### TASK DIRECTIONS
Rewrite the listing from the line with "Task: mark the vase" to the line with "[[487, 395]]", swapping "glass" for "crystal" and keeping everything else the same. Return only those lines.

### RECORDS FOR PROCESSING
········

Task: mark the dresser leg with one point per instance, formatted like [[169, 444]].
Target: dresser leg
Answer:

········

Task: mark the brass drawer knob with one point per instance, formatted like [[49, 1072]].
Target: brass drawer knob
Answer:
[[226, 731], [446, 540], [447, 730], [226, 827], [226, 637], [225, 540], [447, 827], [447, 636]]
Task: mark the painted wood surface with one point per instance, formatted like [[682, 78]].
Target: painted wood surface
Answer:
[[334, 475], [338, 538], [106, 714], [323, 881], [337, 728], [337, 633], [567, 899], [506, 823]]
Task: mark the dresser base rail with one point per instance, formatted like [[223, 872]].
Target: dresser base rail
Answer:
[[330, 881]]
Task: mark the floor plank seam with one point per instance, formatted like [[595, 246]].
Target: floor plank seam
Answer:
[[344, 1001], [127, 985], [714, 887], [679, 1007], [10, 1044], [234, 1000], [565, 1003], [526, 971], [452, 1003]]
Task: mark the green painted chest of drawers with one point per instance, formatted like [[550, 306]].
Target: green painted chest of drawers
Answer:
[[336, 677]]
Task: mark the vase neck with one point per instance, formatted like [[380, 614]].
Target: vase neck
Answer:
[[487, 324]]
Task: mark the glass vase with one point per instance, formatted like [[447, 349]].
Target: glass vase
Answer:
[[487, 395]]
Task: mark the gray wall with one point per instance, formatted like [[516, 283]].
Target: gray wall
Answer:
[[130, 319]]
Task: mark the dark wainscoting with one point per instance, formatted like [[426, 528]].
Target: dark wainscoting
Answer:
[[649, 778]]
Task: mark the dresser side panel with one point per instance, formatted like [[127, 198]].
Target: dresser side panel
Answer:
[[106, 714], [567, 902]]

········

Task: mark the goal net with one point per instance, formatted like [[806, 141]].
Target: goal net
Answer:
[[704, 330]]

········

### WRITTEN SOLUTION
Task: mark the vase neck with one point per instance, formatted like [[380, 614]].
Target: vase neck
Answer:
[[487, 324]]
Task: mark the crystal vase with one point per instance, formatted like [[447, 349]].
Target: crystal vase
Answer:
[[487, 395]]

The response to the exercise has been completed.